* [REQUIREMENT]: Select every line of the rows that contains the string "draw", copying each line in full. Treat case as significant.

###

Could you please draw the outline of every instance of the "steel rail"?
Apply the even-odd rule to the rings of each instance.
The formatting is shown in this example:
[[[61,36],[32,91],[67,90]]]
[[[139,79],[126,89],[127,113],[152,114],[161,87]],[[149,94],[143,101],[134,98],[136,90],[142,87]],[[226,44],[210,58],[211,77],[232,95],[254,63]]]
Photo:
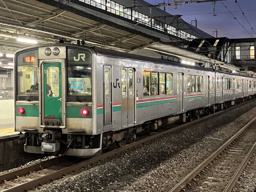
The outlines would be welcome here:
[[[29,174],[30,172],[39,170],[42,167],[56,164],[64,160],[66,157],[64,156],[58,157],[0,175],[0,183],[3,182],[5,180],[10,180],[12,179],[15,178],[17,176],[20,177],[27,174]]]
[[[256,120],[256,116],[251,120],[242,128],[240,129],[234,136],[229,139],[226,143],[223,144],[220,147],[215,151],[208,158],[201,163],[200,165],[195,168],[188,175],[184,177],[174,187],[169,190],[168,192],[179,192],[188,183],[195,177],[202,170],[215,158],[221,151],[224,150],[229,146],[235,139],[238,138],[241,133],[245,130],[253,122]]]
[[[256,98],[251,100],[250,100],[250,101],[251,101],[255,100],[256,100]],[[192,121],[189,122],[188,123],[186,123],[173,128],[172,128],[166,131],[160,132],[158,133],[143,139],[137,141],[132,143],[131,144],[125,145],[121,148],[115,149],[109,152],[101,155],[100,156],[98,157],[96,157],[90,159],[82,162],[80,163],[79,163],[77,164],[73,165],[62,169],[49,174],[46,175],[41,177],[32,181],[27,181],[18,185],[14,186],[12,187],[6,189],[5,190],[1,191],[1,192],[17,192],[17,191],[21,192],[25,190],[28,190],[29,189],[30,189],[33,187],[36,187],[39,185],[41,185],[43,184],[52,181],[53,180],[61,177],[62,175],[64,175],[67,173],[69,173],[75,170],[78,170],[83,167],[85,168],[91,164],[97,163],[100,160],[103,160],[107,157],[111,157],[122,151],[126,151],[127,150],[130,149],[130,148],[131,148],[133,147],[134,147],[142,143],[145,143],[147,141],[154,139],[165,135],[170,133],[171,133],[172,132],[173,132],[176,130],[180,129],[187,126],[197,123],[200,121],[203,121],[204,119],[208,118],[211,118],[221,113],[227,112],[229,110],[232,110],[232,109],[236,108],[244,104],[244,103],[241,103],[238,105],[233,106],[232,107],[231,107],[224,110],[219,111],[216,113],[211,114],[210,115],[207,115],[200,119],[193,121]],[[47,161],[45,161],[45,162]],[[44,163],[44,162],[41,162],[41,163],[38,163],[38,164],[40,164],[40,163]],[[44,165],[46,164],[44,164]],[[29,166],[27,167],[30,168],[31,169],[30,170],[30,171],[33,171],[32,169],[36,169],[38,167],[37,166],[38,166],[37,165],[37,164],[35,164],[35,165]],[[40,166],[40,165],[39,165],[38,166]],[[34,166],[34,167],[33,167],[33,166]],[[10,172],[5,174],[3,174],[3,175],[5,175],[5,178],[9,178],[9,180],[14,178],[16,177],[16,175],[18,175],[19,176],[21,176],[22,175],[24,175],[24,174],[23,174],[22,173],[24,172],[25,174],[26,174],[26,173],[27,173],[27,171],[26,171],[26,168],[24,168],[24,169],[23,169],[23,170],[20,171],[20,172],[18,172],[19,170],[20,169],[18,169],[14,171],[14,172],[15,172],[16,174],[13,174],[12,172]],[[36,171],[36,170],[35,170]],[[10,176],[8,175],[9,174],[10,174]],[[15,174],[16,174],[16,175],[15,175],[15,177],[14,177]],[[1,175],[0,175],[0,177],[1,176]],[[0,178],[2,178],[1,180],[0,180],[0,181],[2,181],[3,180],[3,179],[2,178],[3,177],[0,177]],[[6,178],[4,179],[7,180],[7,179]]]
[[[248,163],[248,161],[249,161],[249,160],[251,157],[253,153],[255,150],[255,149],[256,149],[256,142],[254,143],[254,144],[251,147],[251,150],[247,154],[246,157],[244,158],[244,160],[239,166],[236,171],[235,174],[232,177],[228,184],[226,186],[224,190],[223,190],[223,192],[231,192],[232,191],[233,187],[236,184],[236,183],[238,179],[238,177],[241,175],[241,173]]]

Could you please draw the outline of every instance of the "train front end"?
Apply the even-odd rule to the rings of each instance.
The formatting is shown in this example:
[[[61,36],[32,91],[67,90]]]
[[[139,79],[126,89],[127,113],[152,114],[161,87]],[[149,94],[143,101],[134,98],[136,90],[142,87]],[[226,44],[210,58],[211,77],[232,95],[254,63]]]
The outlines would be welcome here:
[[[60,44],[15,53],[15,130],[25,132],[25,151],[100,154],[102,136],[93,118],[95,57],[89,48]]]

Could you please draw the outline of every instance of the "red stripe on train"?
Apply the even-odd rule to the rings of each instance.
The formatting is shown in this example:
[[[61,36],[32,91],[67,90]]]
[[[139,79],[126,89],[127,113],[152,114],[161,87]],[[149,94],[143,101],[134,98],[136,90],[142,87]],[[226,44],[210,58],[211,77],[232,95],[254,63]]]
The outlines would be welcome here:
[[[161,98],[157,98],[155,99],[142,99],[137,101],[136,103],[141,103],[143,102],[154,101],[159,101],[160,100],[165,100],[166,99],[175,99],[177,96],[169,97],[162,97]]]

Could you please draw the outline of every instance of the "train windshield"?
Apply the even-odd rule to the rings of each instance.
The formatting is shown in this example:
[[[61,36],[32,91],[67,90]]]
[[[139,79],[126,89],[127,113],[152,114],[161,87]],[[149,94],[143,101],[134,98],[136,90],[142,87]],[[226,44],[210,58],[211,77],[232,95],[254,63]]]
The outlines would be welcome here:
[[[69,95],[76,97],[91,96],[91,53],[73,48],[68,48],[67,53]]]
[[[34,50],[19,54],[17,57],[18,95],[38,96],[34,89],[38,83],[38,51]]]

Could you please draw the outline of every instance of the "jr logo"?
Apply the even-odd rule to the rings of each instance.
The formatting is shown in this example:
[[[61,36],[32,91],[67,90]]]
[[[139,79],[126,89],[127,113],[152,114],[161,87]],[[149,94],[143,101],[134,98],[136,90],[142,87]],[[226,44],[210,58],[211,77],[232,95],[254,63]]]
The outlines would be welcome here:
[[[75,61],[78,61],[80,60],[80,58],[82,59],[82,60],[84,61],[85,61],[85,60],[84,58],[85,58],[85,54],[84,53],[79,53],[78,55],[78,58],[76,59],[76,57],[74,57],[74,60]]]
[[[119,80],[119,79],[116,79],[116,85],[115,86],[115,83],[113,83],[113,87],[114,88],[116,89],[117,86],[117,85],[118,85],[118,87],[120,88],[120,82]]]

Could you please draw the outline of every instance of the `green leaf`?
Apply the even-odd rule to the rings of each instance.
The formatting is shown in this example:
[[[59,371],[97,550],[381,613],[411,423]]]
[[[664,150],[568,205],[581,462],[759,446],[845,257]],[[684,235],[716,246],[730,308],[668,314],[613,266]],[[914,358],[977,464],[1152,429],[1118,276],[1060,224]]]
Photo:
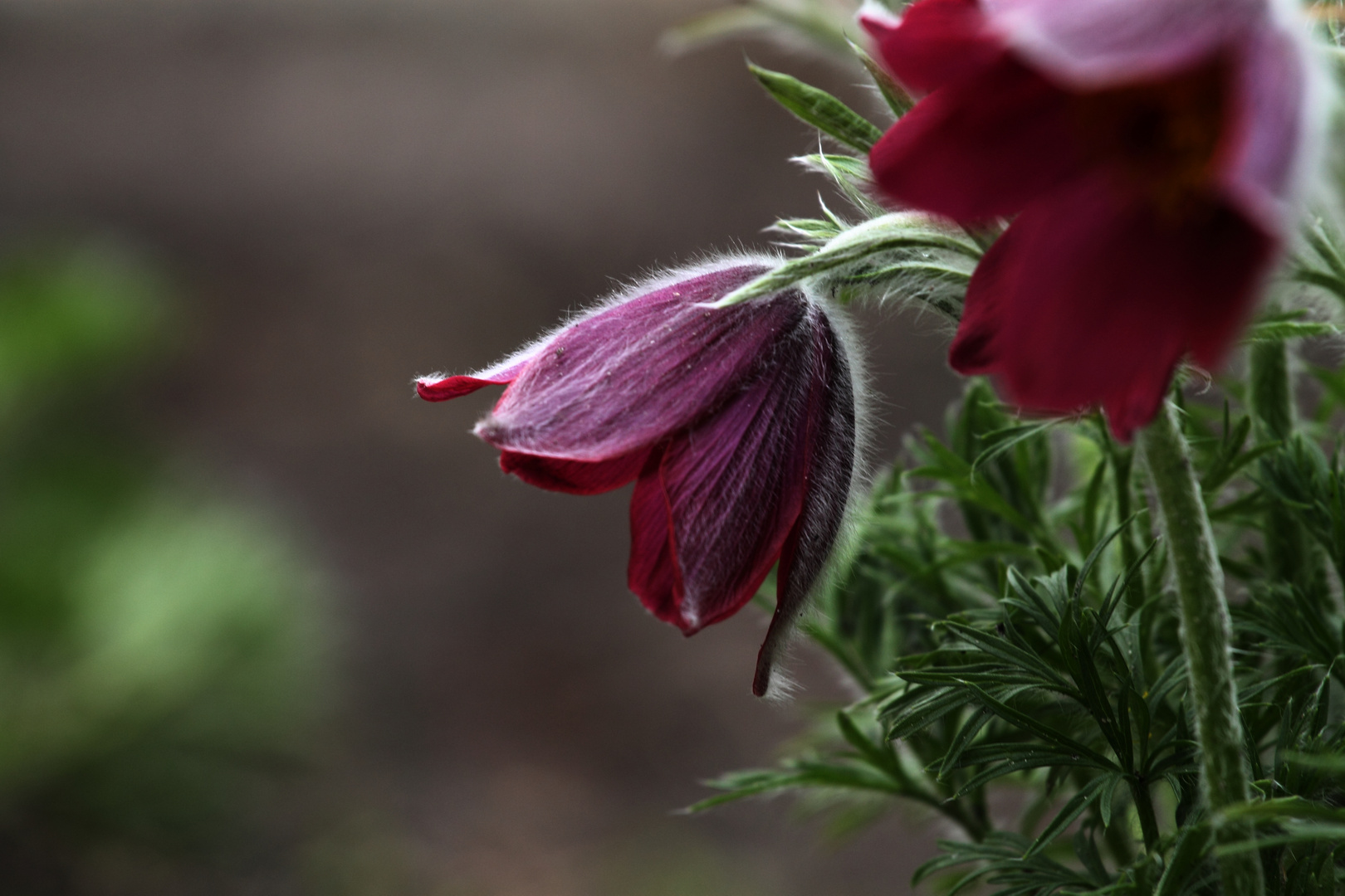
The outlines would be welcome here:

###

* [THE RESULT]:
Could you please draw the outline of every instance of the "steel rail"?
Could you please draw the outline of every instance of the "train front end"?
Could you please draw the outline of every instance of the "red stripe on train"?
Could you please draw the outline of every instance of the "train windshield"?
Could you please draw the outline of every instance of the "jr logo"?
Could you please draw the outline of every instance of the `green leaf`?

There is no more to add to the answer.